酸化ストレス下のヒトケラチノサイトにおいて水素ガスがジスルフィド結合を還元することでIP3Rを保護する
Reactive oxygen species (ROS) generated by hydrogen peroxide (H₂O₂) are implicated in skin aging through oxidative modification of proteins, particularly via disulfide bond formation at cysteine and methionine residues. Using H₂O₂-treated human keratinocytes as a model of skin aging, this study found that H₂O₂ impaired ATP-induced Ca²⁺ signaling in a dose-dependent manner, linked to disulfide bond formation in inositol 1,4,5-trisphosphate receptors (IP3Rs). Co-treatment with β-mercaptoethanol partially restored Ca²⁺ responses by reducing these disulfide bonds. Molecular hydrogen (H₂) demonstrated superior protection of IP3R1 function compared with direct ROS scavenging, acting primarily through reduction of disulfide bridges rather than quenching oxidants. These findings suggest that ROS-driven disulfide bond formation in Ca²⁺-signaling proteins is a key mechanism in skin aging, and that H₂ can counteract this process.

## DATA SHOWN
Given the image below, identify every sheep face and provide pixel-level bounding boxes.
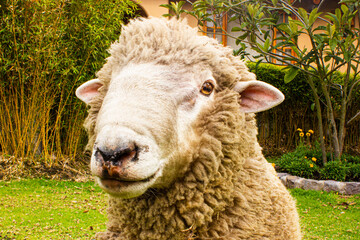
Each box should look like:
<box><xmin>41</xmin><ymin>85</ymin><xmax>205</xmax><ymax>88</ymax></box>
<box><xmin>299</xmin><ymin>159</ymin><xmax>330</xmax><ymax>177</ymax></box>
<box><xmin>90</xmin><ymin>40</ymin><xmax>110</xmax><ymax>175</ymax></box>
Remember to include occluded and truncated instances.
<box><xmin>76</xmin><ymin>63</ymin><xmax>283</xmax><ymax>198</ymax></box>
<box><xmin>77</xmin><ymin>64</ymin><xmax>216</xmax><ymax>198</ymax></box>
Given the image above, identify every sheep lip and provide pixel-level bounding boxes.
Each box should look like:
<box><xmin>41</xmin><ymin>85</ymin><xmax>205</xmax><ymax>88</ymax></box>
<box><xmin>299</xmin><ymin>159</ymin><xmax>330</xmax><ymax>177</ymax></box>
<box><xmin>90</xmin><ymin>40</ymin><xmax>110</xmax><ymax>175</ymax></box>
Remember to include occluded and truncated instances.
<box><xmin>99</xmin><ymin>172</ymin><xmax>157</xmax><ymax>188</ymax></box>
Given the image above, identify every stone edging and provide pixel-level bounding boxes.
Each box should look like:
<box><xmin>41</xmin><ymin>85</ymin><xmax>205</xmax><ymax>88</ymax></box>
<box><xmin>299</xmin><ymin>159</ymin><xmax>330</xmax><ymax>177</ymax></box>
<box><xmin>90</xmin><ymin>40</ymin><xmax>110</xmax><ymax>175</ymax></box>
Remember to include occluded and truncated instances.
<box><xmin>278</xmin><ymin>173</ymin><xmax>360</xmax><ymax>195</ymax></box>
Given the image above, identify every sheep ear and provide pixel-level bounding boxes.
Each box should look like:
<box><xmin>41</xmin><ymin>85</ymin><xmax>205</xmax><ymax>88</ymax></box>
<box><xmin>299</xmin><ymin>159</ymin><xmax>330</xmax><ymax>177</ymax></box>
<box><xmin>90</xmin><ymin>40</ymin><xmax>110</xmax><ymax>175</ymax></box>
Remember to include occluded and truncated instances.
<box><xmin>75</xmin><ymin>79</ymin><xmax>103</xmax><ymax>104</ymax></box>
<box><xmin>234</xmin><ymin>81</ymin><xmax>285</xmax><ymax>113</ymax></box>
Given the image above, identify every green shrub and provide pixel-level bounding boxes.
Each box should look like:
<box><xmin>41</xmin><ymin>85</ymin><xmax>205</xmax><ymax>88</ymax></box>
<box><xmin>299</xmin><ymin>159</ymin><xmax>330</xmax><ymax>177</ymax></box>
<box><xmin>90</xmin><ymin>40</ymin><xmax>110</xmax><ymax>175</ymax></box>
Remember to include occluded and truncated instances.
<box><xmin>346</xmin><ymin>163</ymin><xmax>360</xmax><ymax>182</ymax></box>
<box><xmin>275</xmin><ymin>144</ymin><xmax>360</xmax><ymax>181</ymax></box>
<box><xmin>247</xmin><ymin>62</ymin><xmax>360</xmax><ymax>155</ymax></box>
<box><xmin>320</xmin><ymin>161</ymin><xmax>347</xmax><ymax>181</ymax></box>
<box><xmin>276</xmin><ymin>147</ymin><xmax>319</xmax><ymax>179</ymax></box>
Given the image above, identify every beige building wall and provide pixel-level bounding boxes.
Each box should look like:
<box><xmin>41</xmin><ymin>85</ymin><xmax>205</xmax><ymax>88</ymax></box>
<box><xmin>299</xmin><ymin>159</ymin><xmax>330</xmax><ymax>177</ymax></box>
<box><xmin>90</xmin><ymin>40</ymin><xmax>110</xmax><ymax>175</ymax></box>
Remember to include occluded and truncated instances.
<box><xmin>133</xmin><ymin>0</ymin><xmax>197</xmax><ymax>27</ymax></box>
<box><xmin>134</xmin><ymin>0</ymin><xmax>169</xmax><ymax>17</ymax></box>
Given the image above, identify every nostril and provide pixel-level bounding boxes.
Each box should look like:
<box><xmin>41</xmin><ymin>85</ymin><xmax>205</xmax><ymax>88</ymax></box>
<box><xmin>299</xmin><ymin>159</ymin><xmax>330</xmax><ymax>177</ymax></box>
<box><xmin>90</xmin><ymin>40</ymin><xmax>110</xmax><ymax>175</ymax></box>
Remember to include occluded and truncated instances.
<box><xmin>95</xmin><ymin>142</ymin><xmax>138</xmax><ymax>165</ymax></box>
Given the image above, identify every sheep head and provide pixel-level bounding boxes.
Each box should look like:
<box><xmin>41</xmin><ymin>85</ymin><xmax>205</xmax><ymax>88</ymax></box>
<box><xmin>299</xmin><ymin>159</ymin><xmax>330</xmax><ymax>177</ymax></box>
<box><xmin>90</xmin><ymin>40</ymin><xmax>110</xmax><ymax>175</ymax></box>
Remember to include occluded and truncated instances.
<box><xmin>76</xmin><ymin>59</ymin><xmax>284</xmax><ymax>198</ymax></box>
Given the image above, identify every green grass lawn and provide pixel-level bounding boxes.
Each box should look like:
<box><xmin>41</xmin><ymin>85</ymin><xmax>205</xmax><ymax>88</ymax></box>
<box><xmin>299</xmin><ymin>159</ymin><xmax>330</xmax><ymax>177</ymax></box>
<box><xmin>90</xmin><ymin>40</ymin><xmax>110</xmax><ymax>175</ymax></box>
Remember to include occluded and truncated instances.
<box><xmin>0</xmin><ymin>179</ymin><xmax>360</xmax><ymax>240</ymax></box>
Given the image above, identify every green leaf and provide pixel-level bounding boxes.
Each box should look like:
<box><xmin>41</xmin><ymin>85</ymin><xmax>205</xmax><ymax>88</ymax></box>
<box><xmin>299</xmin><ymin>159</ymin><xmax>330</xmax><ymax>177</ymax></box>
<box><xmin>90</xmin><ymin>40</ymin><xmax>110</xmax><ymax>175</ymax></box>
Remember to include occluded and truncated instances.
<box><xmin>284</xmin><ymin>67</ymin><xmax>299</xmax><ymax>83</ymax></box>
<box><xmin>329</xmin><ymin>38</ymin><xmax>337</xmax><ymax>51</ymax></box>
<box><xmin>310</xmin><ymin>103</ymin><xmax>315</xmax><ymax>111</ymax></box>
<box><xmin>231</xmin><ymin>27</ymin><xmax>242</xmax><ymax>32</ymax></box>
<box><xmin>298</xmin><ymin>8</ymin><xmax>310</xmax><ymax>28</ymax></box>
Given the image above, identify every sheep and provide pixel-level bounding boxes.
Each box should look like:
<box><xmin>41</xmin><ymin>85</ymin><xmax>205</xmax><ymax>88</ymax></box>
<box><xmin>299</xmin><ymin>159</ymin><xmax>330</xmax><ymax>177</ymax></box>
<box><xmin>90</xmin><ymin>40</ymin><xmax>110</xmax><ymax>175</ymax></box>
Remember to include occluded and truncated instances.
<box><xmin>76</xmin><ymin>18</ymin><xmax>301</xmax><ymax>240</ymax></box>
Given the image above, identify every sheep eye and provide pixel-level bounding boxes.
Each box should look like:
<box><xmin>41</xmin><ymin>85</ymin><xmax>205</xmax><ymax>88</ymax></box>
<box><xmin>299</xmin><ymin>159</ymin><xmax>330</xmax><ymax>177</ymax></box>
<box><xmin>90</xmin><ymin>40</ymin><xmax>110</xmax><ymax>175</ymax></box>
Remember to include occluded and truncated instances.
<box><xmin>200</xmin><ymin>80</ymin><xmax>214</xmax><ymax>96</ymax></box>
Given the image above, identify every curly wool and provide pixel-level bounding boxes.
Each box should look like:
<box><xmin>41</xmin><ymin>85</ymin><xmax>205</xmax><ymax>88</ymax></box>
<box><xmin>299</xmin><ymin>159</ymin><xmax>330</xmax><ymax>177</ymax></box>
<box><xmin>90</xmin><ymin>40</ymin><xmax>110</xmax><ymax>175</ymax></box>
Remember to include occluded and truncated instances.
<box><xmin>86</xmin><ymin>19</ymin><xmax>301</xmax><ymax>240</ymax></box>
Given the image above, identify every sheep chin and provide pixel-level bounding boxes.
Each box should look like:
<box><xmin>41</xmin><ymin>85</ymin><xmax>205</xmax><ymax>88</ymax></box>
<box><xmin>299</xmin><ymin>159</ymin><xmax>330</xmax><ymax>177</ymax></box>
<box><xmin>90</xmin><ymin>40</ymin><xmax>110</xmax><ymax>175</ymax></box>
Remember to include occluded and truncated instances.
<box><xmin>96</xmin><ymin>168</ymin><xmax>160</xmax><ymax>199</ymax></box>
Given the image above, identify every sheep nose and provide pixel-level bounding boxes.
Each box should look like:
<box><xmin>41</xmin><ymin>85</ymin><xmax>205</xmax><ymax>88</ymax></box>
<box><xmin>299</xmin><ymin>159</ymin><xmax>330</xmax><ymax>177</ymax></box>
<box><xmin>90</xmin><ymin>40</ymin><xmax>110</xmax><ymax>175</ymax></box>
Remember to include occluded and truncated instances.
<box><xmin>95</xmin><ymin>142</ymin><xmax>138</xmax><ymax>170</ymax></box>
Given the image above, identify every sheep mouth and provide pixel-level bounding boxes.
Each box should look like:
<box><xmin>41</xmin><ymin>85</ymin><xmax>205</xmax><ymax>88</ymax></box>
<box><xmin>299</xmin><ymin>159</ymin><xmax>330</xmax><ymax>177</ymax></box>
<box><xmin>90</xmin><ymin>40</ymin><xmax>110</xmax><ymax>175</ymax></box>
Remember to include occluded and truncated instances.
<box><xmin>99</xmin><ymin>172</ymin><xmax>157</xmax><ymax>189</ymax></box>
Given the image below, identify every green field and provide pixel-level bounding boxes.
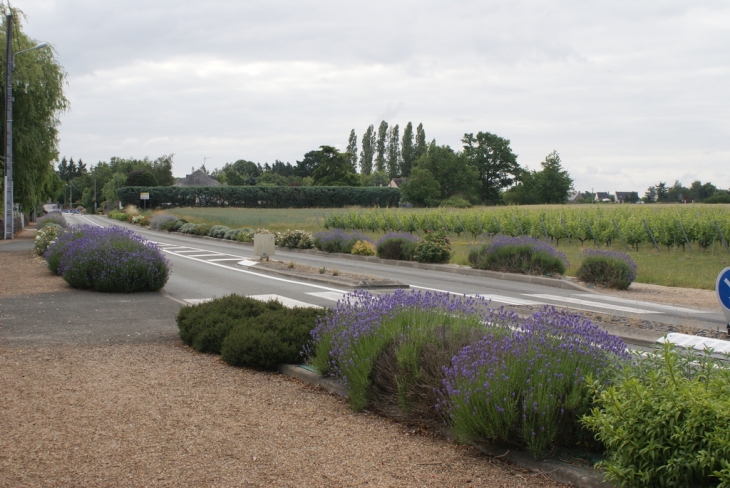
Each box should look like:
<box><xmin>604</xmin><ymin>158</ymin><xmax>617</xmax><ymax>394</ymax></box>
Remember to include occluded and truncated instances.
<box><xmin>159</xmin><ymin>205</ymin><xmax>730</xmax><ymax>290</ymax></box>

## EXERCISES
a: List every abbreviation that the abstract on hydrogen gas and keratinocyte oxidative stress introduces in parentheses, each with the full form it gives.
b: Based on the abstract on hydrogen gas and keratinocyte oxidative stress, do these statements agree with it? Answer yes or no for each and quote the words that decide it.
(i) H₂O₂ weakened ATP-induced Ca²⁺ signaling more at higher doses.
(ii) Co-treatment with β-mercaptoethanol fully restored Ca²⁺ responses.
(iii) H₂ protected IP3R1 mainly by quenching oxidants.
c: Continue the abstract on hydrogen gas and keratinocyte oxidative stress after its last sentence.
The items come from a separate source and are unrelated to the abstract.

## SOLVED PROBLEMS
a:
- ROS: reactive oxygen species
- H₂O₂: hydrogen peroxide
- IP3Rs: inositol 1,4,5-trisphosphate receptors
- H₂: molecular hydrogen

b:
(i) Yes: "H₂O₂ impaired ATP-induced Ca²⁺ signaling in a dose-dependent manner"
(ii) No: "Co-treatment with β-mercaptoethanol partially restored Ca²⁺ responses"
(iii) No: "acting primarily through reduction of disulfide bridges rather than quenching oxidants"

c:
H₂ protects IP3R1-mediated Ca²⁺ signaling primarily by reducing oxidative disulfide bonds formed at cysteine/methionine residues, rather than by directly scavenging ROS.
This is basic research at the cellular or molecular level. For human application, inhalation is the most promising delivery route, but inhalation carries explosion risk and concentration matters (empirical LFL of 10%; high-concentration devices are not recommended).